● **SHORT PROBLEM A**
In two sentences, what does the article on Air France's first A220-300 say?

● **EXTRACT PROVIDED**
++++++++++
Air France gave us a quick taste of its first Airbus A220-300, in the airline’s colours. The type represents a pivotal step for the company.
For now, it is an order of “only” sixty aircraft. But it could well become the start of one of the biggest re-fleeting events in Europe. Air France will use their first A220-300 planes to replace their A319s – plus any A318s still kicking around. But the airline would quite like to see more of these jets, to replace more older ones. And perhaps not just ones in Air France colours.
The new aircraft (below) is line number 55134, and carries test registration C-FPBQ. This A220-300 will eventually be F-HZUA, when Air France takes delivery of it in September. The airline will take several months beyond that, to finish training crews for the new type. Many of its pilots and instructors are already some way into their new type rating.
In total, Air France will train 700 pilots to fly these 60 A220-300 aircraft. But it takes much more than this, to get an entirely new type in service. Pilots, cabin crew, engineers, technicians and a new supply chain for spare parts don’t just materialize in a few weeks. The airline has been busy building this infrastructure for its new jets.
A220-300 – A Leap Ahead for Air France
But all this ‘fuss’ is worth it. The new A220-300 represents a great jump in efficiency, for Air France. As their new “bread and butter” single-aisle, the aircraft will be 20% more efficient than the jets it replaces. It will also have a 34% smaller noise footprint, a key detail to make service possible in some European airports.
We still don’t know many Air France-specific details about these A220-300 aircraft. We have nothing on interiors, except that all 148 seats will have Type A and Type C USB ports. But more importantly, we know that the airline would quite like some bigger A220s. Sometimes called the A220-500, a larger evolution of the aircraft would allow replacing Air France’s A320s.
Air France has ordered more A320-family aircraft over the years, as it expanded its operations. But they have yet to order any ‘neo’ versions of these jets. So it is still not clear what they might do, when it comes to those A320s, and A321s. A larger A220 would be unlikely to replace these jets in all their current roles.
But it gets even more complicated. Air France is not in its own bubble today. They are part of the Air France-KLM group. And the other companies in the group are in need of new jets, too, as we saw recently. So this Air France A220-300 order, could prove to be the start of something much bigger. The airline group has openly talked about ‘streamlining’ their shared fleets. And if they do, the A220 is a given quantity.
++++++++++
● **EXERCISE MATERIALS**
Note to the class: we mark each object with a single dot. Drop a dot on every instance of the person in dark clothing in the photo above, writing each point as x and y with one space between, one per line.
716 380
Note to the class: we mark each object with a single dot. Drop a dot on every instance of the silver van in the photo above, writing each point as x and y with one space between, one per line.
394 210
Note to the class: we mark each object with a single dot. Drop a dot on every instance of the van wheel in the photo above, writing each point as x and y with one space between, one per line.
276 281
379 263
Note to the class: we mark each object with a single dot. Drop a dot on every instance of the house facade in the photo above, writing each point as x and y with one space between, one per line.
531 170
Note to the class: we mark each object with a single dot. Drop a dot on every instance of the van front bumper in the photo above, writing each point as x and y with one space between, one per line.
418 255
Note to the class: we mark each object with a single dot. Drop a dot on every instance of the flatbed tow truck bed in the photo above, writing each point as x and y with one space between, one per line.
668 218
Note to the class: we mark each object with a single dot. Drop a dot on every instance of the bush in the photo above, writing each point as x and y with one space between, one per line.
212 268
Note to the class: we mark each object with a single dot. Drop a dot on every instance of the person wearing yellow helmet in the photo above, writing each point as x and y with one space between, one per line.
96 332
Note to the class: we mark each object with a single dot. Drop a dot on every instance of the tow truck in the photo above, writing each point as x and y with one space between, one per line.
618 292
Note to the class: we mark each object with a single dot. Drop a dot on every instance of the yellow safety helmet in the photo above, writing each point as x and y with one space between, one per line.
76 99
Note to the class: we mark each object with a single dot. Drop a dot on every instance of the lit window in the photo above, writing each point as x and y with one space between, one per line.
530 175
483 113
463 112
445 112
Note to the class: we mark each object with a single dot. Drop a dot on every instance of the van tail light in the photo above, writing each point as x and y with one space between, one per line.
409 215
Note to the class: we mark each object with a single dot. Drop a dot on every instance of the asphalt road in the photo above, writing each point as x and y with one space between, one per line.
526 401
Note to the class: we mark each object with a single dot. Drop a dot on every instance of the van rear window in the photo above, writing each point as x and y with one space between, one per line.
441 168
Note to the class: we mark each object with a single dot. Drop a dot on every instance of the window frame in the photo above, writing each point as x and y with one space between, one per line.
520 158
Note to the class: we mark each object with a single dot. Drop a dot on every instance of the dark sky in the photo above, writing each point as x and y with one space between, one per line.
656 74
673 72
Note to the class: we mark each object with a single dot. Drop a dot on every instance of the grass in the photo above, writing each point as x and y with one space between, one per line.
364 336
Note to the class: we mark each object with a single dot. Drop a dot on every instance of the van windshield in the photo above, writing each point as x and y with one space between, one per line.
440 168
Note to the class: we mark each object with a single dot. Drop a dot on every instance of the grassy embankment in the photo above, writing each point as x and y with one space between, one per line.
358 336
++++++++++
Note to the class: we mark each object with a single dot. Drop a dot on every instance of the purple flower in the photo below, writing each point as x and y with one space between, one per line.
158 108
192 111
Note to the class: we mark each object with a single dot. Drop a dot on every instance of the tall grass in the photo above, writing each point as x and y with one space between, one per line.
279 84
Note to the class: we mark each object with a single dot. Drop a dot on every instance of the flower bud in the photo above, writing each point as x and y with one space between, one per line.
++++++++++
● **SHORT PROBLEM B**
Can you rewrite the rows starting at the one containing "of the tall" and ending at the one containing "of the flower" as a Markdown table with the columns Nr and Content, numbering each row and leaving out blank lines?

● **CORRECT ANSWER A**
Air France has shown its first Airbus A220-300, part of a sixty-aircraft order that will replace its A319s and any remaining A318s, with this jet due for delivery in September and 700 pilots to be trained for the fleet. The new type will be 20% more efficient than the jets it replaces and have a 34% smaller noise footprint, and the airline would like a larger A220 to replace its A320s, while the Air France-KLM group has openly talked about streamlining its shared fleets.

● **CORRECT ANSWER B**
| Nr | Content |
|---|---|
| 1 | Note to the class: we mark each object with a single dot. Drop a dot on every instance of the tall grass in the photo above, writing each point as x and y with one space between, one per line. |
| 2 | 279 84 |
| 3 | Note to the class: we mark each object with a single dot. Drop a dot on every instance of the flower bud in the photo above, writing each point as x and y with one space between, one per line. |